## The records:
--- --- ---

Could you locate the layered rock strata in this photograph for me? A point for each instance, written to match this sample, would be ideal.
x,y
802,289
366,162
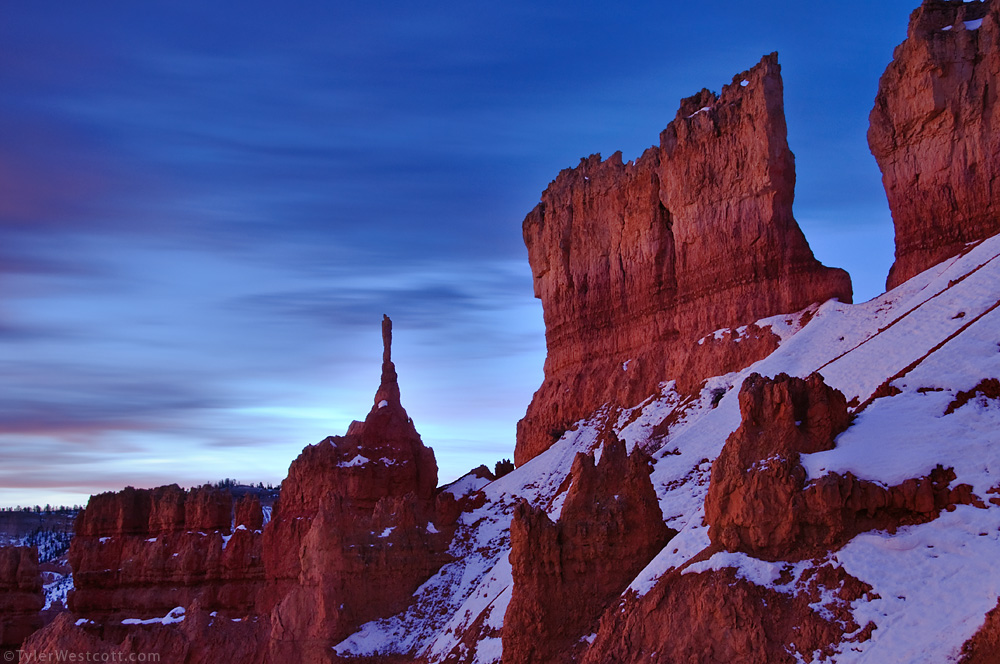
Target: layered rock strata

--- --- ---

## To do:
Exclude the pictures and reproduce every entry exactly.

## Output below:
Could you locate the layered rock strata in this photograph for me? A point for each instance, written to match this sample, would be ideal.
x,y
802,289
366,162
Target: layered rock strata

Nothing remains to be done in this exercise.